++++ Data for this task

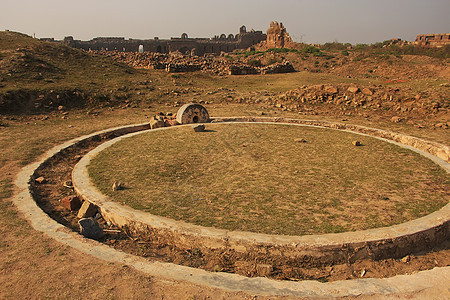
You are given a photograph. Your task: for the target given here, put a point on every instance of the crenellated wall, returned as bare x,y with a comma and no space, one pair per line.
184,44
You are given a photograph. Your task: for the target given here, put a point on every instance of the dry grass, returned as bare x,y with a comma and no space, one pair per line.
258,178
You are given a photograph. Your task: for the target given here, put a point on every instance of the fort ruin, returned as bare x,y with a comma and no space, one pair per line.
433,40
184,44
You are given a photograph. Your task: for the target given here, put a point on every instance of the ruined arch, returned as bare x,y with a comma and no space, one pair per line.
185,50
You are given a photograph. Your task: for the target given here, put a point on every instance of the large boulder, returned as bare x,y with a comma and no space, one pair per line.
192,113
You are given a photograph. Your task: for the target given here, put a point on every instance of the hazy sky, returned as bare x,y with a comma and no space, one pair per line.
311,21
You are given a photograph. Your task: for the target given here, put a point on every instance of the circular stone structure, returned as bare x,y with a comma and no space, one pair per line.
192,113
385,242
423,280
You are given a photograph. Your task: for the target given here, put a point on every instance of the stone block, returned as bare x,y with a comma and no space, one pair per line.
87,210
156,123
192,113
263,270
199,128
331,90
90,228
367,91
353,89
71,202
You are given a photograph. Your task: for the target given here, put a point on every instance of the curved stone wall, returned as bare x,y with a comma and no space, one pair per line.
394,241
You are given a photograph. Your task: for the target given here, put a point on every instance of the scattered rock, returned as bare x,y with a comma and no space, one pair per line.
171,122
68,184
331,90
406,259
363,272
87,210
117,186
396,119
353,89
71,202
40,180
367,91
199,128
90,228
264,270
300,140
156,122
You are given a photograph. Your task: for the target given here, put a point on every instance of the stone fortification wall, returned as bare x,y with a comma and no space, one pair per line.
433,40
277,36
184,44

++++++++

:: Stated problem ::
Reproduce the listing word for word and omit its pictures.

:: Task solution ::
You are given a photograph. Your task: for the target given here, put a point on every instance of the crenellated wall, returned as bare x,y with a comma and no space, one pair per line.
184,44
You are given a photograph. Your task: for the target given here, put a point on every instance of the dry grass, returned as bare x,y with a comma and no space, one pair per line.
258,178
You are given a photograph. Your task: for the target given here, put a point on every instance of the fort ruin, returned as bare x,y with a comma and no space, one pair per line.
433,40
184,44
You are given a photograph. Your task: for the target given here, put a point on every instance of the ruined arch, returned as bare x,y with a comma and no space, one pair per line.
185,50
You are given a photograph. Your task: for the target given here, put a point on every instance of the large boulder, returned as bare x,y with a comma and no space, one pair per line.
192,113
You are given a photograph. Your task: for the target given here, put a point on every instance of the hazy sky, returned as bare x,y with a comma and no space, one pair per line.
311,21
You are given a photograph. Your task: for the target given here, put a point on every instance of the circular stone structure, returned as bare x,y with a comma and no space, one pair per line.
192,113
385,242
423,280
You are given a photograph. Your task: for the target given here, put a point on every instance of the stone block, returned as bare x,y with a comma and no space, one pair per line.
87,210
156,123
192,113
263,270
199,128
331,90
90,228
367,91
353,89
71,202
You are given a photograph. Your task: for the target given here, put a point on every instance of the curved stone wall, returned as bare x,y with a comma and no space, one pair per line.
394,241
You are given a photograph. Your task: for the target given here, put a point on every instance of the scattered rock, returned as bare x,y with a comma and no space, one pair per line.
171,122
68,184
331,90
406,259
363,272
87,210
117,186
396,119
353,89
71,202
40,180
367,91
199,128
90,228
264,270
300,140
156,122
You are given a photograph. Your task: for the target given here, put a point on every instance of the stone fortification wall, returned as bare x,y with a comma and no space, one pair per line.
433,40
277,36
184,44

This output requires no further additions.